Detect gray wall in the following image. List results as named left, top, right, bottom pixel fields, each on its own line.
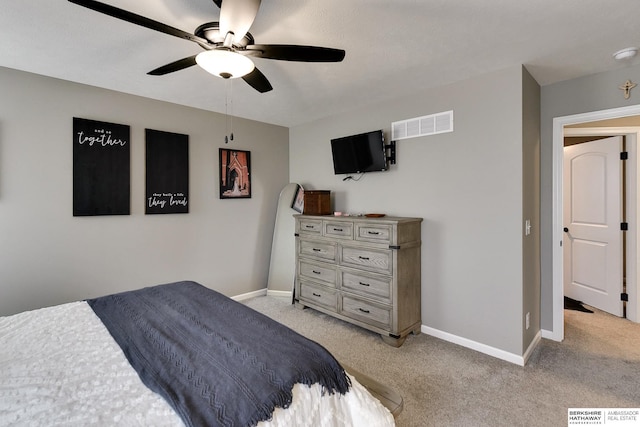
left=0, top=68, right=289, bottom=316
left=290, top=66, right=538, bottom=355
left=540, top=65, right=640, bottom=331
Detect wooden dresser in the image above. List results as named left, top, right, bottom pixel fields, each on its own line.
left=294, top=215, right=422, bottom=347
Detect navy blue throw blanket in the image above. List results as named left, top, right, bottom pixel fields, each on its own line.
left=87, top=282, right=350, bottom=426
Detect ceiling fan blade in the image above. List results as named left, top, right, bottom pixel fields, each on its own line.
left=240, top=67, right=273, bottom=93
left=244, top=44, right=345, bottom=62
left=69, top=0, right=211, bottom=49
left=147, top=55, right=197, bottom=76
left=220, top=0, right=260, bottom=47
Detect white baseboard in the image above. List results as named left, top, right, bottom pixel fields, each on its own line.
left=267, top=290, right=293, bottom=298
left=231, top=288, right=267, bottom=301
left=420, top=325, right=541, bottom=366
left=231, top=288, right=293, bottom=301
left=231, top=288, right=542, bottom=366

---

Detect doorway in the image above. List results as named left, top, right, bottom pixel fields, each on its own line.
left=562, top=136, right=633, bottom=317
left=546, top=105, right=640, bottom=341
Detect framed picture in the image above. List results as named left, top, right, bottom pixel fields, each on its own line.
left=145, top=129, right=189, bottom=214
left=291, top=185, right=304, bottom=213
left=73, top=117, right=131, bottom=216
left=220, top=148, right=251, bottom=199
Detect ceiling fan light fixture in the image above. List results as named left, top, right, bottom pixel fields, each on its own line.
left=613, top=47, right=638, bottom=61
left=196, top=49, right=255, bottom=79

---

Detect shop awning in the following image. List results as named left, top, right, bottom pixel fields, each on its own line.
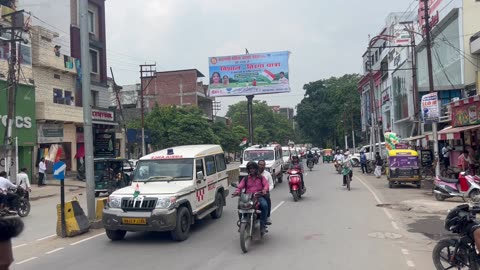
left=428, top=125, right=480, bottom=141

GIVEN REQUEST: Filter the items above and copy every line that contains the word "following". The match is case-sensitive.

ANSWER TO THIS EXERCISE:
Detect gray wall in the following image. List results as named left, top, right, bottom pixel fields, each on its own line.
Detect shop awning in the following image. List results as named left, top, right, bottom pixel fields, each on its own line.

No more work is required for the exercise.